Comment by rajaravivarma_r
1 month ago
The one use case where a DB backed queue will fail for sure is when the payload is large. For example, you queue a large JSON payload to be picked up by a worker and process it, then the DB writing overhead itself makes a background worker useless.
I've benchmarked Redis (Sidekiq), Postgres (using GoodJob) and SQLite (SolidQueue), Redis beats everything else for the above usecase.
SolidQueue backed by SQLite may be good when you are just passing around primary keys. I still wonder if you can have a lot of workers polling from the same database and update the queue with the job status. I've done something similar in the past using SQLite for some personal work and it is easy to hit the wall even with 10 or so workers.
In my experience you want job parameters to be one, maybe two ids. Do you have a real world example where that is not the case?
I'm guessing you're with that adding indirection for what you're actually processing, in that case? So I guess the counter-case would be when you don't want/need that indirection.
If I understand what you're saying, is that you'll instead of doing:
- Create job with payload (maybe big) > Put in queue > Let worker take from queue > Done
You're suggesting:
- Create job with ID of payload (stored elsewhere) > Put in queue > Let worker take from queue, then resolve ID to the data needed for processing > Done
Is that more or less what you mean? I can definitively see use cases for both, heavily depends on the situation, but more indirection isn't always better, nor isn't big payloads always OK.
If we take webhook for example.
- Persist payload in db > Queue with id > Process via worker.
Push the payload directly to queue can be tricky. Any queue system usually will have limits on the payload size, for good reasons. Plus if you already commit to db, you can guarantee the data is not lost and can be process again however you want later. But if your queue is having issue, or it failed to queue, you might lost it forever.
3 replies →
> I can definitively see use cases for both
Me too, I was just wondering if you have any real world examples of a project with a large payload.
I have been doing this for at least a decade now and it is a great pattern, but think of an ETL pipeline where you fetch a huge JSON payload, store it in the database and then transform it and load it in another model. I had an use case where I wanted to process the JSON payload and pass it down the pipeline before storing it in the useful model. I didn't want to store the intermediate JSON anywhere. I benchmarked it for this specific use case.
...well, that's good for scaling the queue, but this means the worker needs to load all relevant state/context from some DB (which might be sped up with a cache, but then things are getting really complex)
ideally you pass the context that's required for the job (let's say it's less than 100Kbytes), but I don't think that counts as large JSON, but request rate (load) can make even 512byte too much, therefore "it depends"
but in general passing around large JSONs on the network/memory is not really slow compared to writing them to a DB (WAL + fsync + MVCC management)
> Redis beats everything else for the above usecase.
Reminds me of Antirez blog post that when Redis is configured for durability it becomes like/slower than postgresql http://oldblog.antirez.com/post/redis-persistence-demystifie...
May be, but over 6 years of using Redis with bare minimum setup, I have never lost any data and my use case happens to be queuing intermediate results, so durability won't be an issue.
There's been 6 major releases and countless improvements on Redis since then, I don't think we can say whether it's still relevant.

_ _ _

• **TASKS FOR THIS EXERCISE**:
1. Say whether each statement agrees with the queue thread, answering yes or no and quoting the words that decide it: (a) Redis came out ahead in the commenter's benchmark for large payloads. (b) The commenter found that SQLite handled more than 10 workers without trouble. (c) In the ETL use case, the commenter wanted to store the intermediate JSON.
2. In the queue thread, how long has one commenter used Redis with a bare minimum setup without ever losing data?
3. Translate this sentence from the queue thread into Spanish: "Any queue system usually will have limits on the payload size, for good reasons."
The records have no connection to the queue thread.

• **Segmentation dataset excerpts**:
_ _ _

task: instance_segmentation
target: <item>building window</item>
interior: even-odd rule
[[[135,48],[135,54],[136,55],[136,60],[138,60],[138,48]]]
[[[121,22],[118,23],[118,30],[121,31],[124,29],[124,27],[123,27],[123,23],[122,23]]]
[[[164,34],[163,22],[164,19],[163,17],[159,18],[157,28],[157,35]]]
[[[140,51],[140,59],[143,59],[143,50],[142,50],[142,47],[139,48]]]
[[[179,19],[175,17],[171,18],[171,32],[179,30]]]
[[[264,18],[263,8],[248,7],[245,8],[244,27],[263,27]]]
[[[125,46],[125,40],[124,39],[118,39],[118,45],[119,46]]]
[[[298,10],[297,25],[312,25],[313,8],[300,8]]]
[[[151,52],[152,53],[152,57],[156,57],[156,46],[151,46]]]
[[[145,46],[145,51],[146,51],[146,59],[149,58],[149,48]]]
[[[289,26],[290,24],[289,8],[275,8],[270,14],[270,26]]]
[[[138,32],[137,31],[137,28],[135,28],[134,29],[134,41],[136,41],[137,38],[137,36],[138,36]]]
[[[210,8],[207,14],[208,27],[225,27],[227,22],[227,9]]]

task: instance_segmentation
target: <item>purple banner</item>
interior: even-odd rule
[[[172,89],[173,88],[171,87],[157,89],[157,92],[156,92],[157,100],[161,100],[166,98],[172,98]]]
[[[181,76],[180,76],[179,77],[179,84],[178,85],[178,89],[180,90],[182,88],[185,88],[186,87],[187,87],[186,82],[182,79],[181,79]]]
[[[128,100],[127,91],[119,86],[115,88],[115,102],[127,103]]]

_ _ _

• **RESULTS OF THE EXERCISE**:
1.
(a) Yes: "Redis beats everything else for the above usecase."
(b) No: "it is easy to hit the wall even with 10 or so workers."
(c) No: "I didn't want to store the intermediate JSON anywhere."

2. Over 6 years.

3. Cualquier sistema de colas normalmente tendrá límites en el tamaño de la carga útil, por buenas razones.